[Data extracted from a collection]
========================================================================

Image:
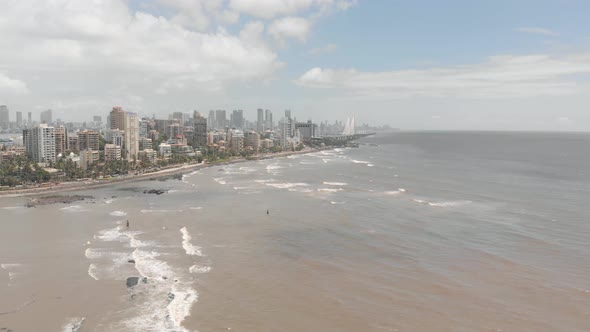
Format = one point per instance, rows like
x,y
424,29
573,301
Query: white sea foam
x,y
330,190
180,307
73,324
73,208
449,204
168,300
109,235
154,211
11,207
340,184
189,248
199,269
92,271
287,185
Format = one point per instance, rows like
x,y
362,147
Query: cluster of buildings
x,y
126,136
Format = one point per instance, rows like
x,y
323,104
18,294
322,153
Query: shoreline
x,y
181,169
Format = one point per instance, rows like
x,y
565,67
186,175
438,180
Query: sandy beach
x,y
167,172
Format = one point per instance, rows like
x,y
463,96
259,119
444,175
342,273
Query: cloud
x,y
538,31
322,50
498,77
269,9
101,49
12,86
290,27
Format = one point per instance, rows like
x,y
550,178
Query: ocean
x,y
412,231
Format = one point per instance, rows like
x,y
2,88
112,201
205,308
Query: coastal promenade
x,y
168,172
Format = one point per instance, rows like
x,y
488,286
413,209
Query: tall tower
x,y
19,119
260,124
200,130
40,143
47,117
4,117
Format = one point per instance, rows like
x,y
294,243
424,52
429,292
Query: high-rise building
x,y
74,143
268,119
115,136
173,130
19,119
200,130
61,140
221,119
211,123
144,125
131,129
39,143
253,140
178,117
47,116
117,118
129,123
237,141
306,129
145,143
4,117
88,140
237,119
112,152
260,120
87,158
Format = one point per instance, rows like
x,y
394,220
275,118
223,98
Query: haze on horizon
x,y
501,65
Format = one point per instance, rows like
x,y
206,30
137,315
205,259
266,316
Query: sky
x,y
434,65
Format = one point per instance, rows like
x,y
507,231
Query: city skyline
x,y
426,65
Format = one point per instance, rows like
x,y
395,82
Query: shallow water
x,y
424,231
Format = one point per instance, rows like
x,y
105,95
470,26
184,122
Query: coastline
x,y
178,170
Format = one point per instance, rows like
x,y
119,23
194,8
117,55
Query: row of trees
x,y
22,170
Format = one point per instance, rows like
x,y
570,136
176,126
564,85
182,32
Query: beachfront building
x,y
148,156
112,152
61,140
237,141
145,143
253,141
200,136
39,143
88,140
128,123
165,150
74,143
87,158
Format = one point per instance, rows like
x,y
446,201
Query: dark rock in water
x,y
155,191
132,281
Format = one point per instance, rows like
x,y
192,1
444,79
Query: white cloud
x,y
322,50
269,9
538,31
9,86
290,27
100,49
498,77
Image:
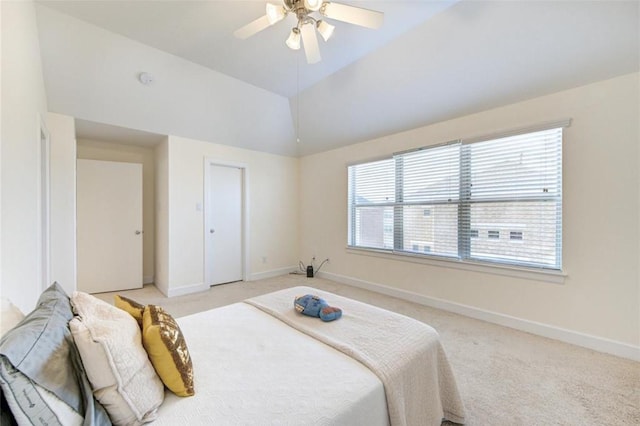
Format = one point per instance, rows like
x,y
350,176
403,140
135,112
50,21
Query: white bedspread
x,y
406,354
252,369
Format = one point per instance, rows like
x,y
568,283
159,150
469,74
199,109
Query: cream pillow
x,y
110,345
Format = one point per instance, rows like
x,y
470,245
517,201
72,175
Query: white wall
x,y
162,240
273,210
23,98
90,72
62,135
600,295
107,151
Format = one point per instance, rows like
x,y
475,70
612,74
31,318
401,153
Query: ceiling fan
x,y
307,25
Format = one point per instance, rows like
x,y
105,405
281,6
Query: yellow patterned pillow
x,y
167,349
132,307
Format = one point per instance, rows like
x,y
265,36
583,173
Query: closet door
x,y
223,225
109,225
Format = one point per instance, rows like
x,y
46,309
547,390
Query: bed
x,y
260,362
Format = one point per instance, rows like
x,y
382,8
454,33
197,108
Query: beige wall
x,y
23,101
273,210
600,295
63,200
106,151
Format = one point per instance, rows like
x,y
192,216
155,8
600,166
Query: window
x,y
459,197
515,235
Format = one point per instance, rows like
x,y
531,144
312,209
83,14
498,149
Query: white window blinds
x,y
497,200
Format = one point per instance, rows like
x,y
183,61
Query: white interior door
x,y
223,225
109,225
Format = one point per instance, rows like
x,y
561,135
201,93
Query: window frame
x,y
486,265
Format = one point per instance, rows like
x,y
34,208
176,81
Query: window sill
x,y
555,277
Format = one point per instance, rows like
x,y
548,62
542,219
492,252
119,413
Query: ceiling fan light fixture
x,y
313,5
275,13
293,42
325,29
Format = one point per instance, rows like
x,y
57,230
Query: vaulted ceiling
x,y
430,61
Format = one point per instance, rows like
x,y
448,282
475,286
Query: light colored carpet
x,y
505,376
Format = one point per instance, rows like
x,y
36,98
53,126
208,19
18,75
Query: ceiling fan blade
x,y
353,15
252,28
310,42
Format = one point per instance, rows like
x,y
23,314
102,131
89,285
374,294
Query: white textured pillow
x,y
118,368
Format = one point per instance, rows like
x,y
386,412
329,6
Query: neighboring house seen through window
x,y
462,201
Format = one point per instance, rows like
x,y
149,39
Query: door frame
x,y
244,183
44,203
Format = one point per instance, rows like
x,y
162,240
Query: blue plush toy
x,y
315,306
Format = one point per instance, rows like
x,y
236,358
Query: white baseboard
x,y
272,273
187,289
596,343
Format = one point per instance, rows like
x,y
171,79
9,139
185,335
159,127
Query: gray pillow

========================================================================

● TRY IT
Leave out the pictures and print every line of the data exactly.

● TASK ANSWER
Image:
Format = one point per instance, rows like
x,y
424,29
573,301
Query: white sea foam
x,y
330,190
180,307
73,324
73,208
449,204
168,300
109,235
154,211
11,207
340,184
189,248
199,269
92,271
287,185
Format = one point per instance, rows like
x,y
362,147
Query: cluster of buildings
x,y
126,136
Format = one point per instance, rows like
x,y
323,104
18,294
322,153
Query: shoreline
x,y
181,169
Format = one point per instance, rows like
x,y
565,67
186,175
438,180
Query: sandy beach
x,y
167,172
Format = one point per instance, rows like
x,y
463,96
259,119
444,175
342,273
Query: cloud
x,y
538,31
322,50
498,77
269,9
101,49
12,86
290,27
Format = one point per instance, rows like
x,y
550,178
Query: ocean
x,y
412,231
Format = one point per instance, rows like
x,y
2,88
112,201
205,308
Query: coastal promenade
x,y
168,172
Format = one point per instance, rows like
x,y
488,286
413,209
Query: tall tower
x,y
19,119
260,124
200,130
40,143
47,117
4,117
Format = one point per instance, rows like
x,y
294,243
424,52
429,292
Query: high-rise building
x,y
74,143
268,119
115,136
173,130
19,119
200,130
61,140
221,119
211,123
144,125
131,129
39,143
253,140
178,117
47,116
117,118
129,123
237,141
306,129
145,143
4,117
88,140
237,119
112,152
260,120
87,158
Format = one point per instance, rows like
x,y
394,220
275,118
223,98
Query: haze on horizon
x,y
501,65
Format = one point per instance, rows like
x,y
206,30
137,315
205,259
266,316
Query: sky
x,y
434,65
Format = one point per instance, rows like
x,y
507,231
Query: city skyline
x,y
426,65
Format = one point per instance, rows like
x,y
395,82
Query: shallow water
x,y
424,231
Format = one point per instance, rows like
x,y
105,95
470,26
184,122
Query: coastline
x,y
178,170
Format = one point per instance, rows like
x,y
119,23
194,8
117,55
Query: row of trees
x,y
22,170
Format = one point per instance, rows like
x,y
570,136
176,126
564,85
182,32
Query: beachfront building
x,y
148,156
112,152
61,140
237,141
145,143
253,141
200,136
39,143
88,140
128,123
165,150
74,143
87,158
Format = one point per instance, rows like
x,y
446,201
Query: dark rock in water
x,y
155,191
132,281
Format = one point per instance, rows like
x,y
192,1
444,79
Query: white cloud
x,y
322,50
269,9
538,31
9,86
290,27
100,49
498,77
Image:
Format = one point per instance, rows like
x,y
350,176
403,140
135,112
50,21
Query: white bedspread
x,y
406,354
252,369
Format = one point per instance, rows like
x,y
568,283
159,150
469,74
199,109
Query: cream pillow
x,y
110,345
Format = one point per instance, rows like
x,y
470,245
517,201
72,175
Query: white wall
x,y
162,240
273,210
23,98
90,72
62,135
600,295
107,151
Format = one point per instance, rows like
x,y
475,70
612,74
31,318
401,153
Query: ceiling fan
x,y
307,25
Format = one point per instance, rows like
x,y
105,405
281,6
Query: yellow patterned pillow
x,y
167,349
132,307
Format = one point per instance, rows like
x,y
265,36
583,173
Query: closet door
x,y
223,225
109,225
Format = one point per instance, rows like
x,y
46,309
547,390
Query: bed
x,y
260,362
Format = one point per instance, rows like
x,y
382,8
454,33
197,108
Query: beige wall
x,y
23,101
273,210
600,295
63,200
106,151
Format = one point per instance, rows like
x,y
192,216
155,8
600,166
Query: window
x,y
459,197
515,235
Format = one point per instance, rows like
x,y
531,144
312,209
83,14
498,149
Query: white window blinds
x,y
497,200
Format = one point per instance, rows like
x,y
183,61
Query: white interior door
x,y
223,225
109,225
Format = one point per instance, rows like
x,y
561,135
201,93
Query: window frame
x,y
486,265
Format = one point per instance, rows like
x,y
34,208
176,81
Query: window sill
x,y
555,277
Format = one point per instance, rows like
x,y
548,62
542,219
492,252
119,413
Query: ceiling fan light fixture
x,y
313,5
275,13
293,42
325,29
Format = one point per instance, rows like
x,y
57,230
Query: vaulted ceiling
x,y
430,61
Format = one point per instance, rows like
x,y
448,282
475,286
Query: light colored carpet
x,y
505,376
Format = one point per instance, rows like
x,y
36,98
53,126
208,19
18,75
Query: ceiling fan blade
x,y
353,15
252,28
310,42
Format = one point per instance, rows like
x,y
23,314
102,131
89,285
374,294
Query: white textured pillow
x,y
118,368
Format = one point per instance, rows like
x,y
386,412
329,6
Query: neighboring house seen through window
x,y
462,201
Format = one point per instance, rows like
x,y
149,39
Query: door frame
x,y
244,183
44,203
Format = one point per instance, rows like
x,y
162,240
Query: blue plush toy
x,y
315,306
Format = one point per instance, rows like
x,y
236,358
Query: white baseboard
x,y
272,273
187,289
596,343
Format = one point per instance, rows like
x,y
171,79
9,139
185,335
159,127
Query: gray pillow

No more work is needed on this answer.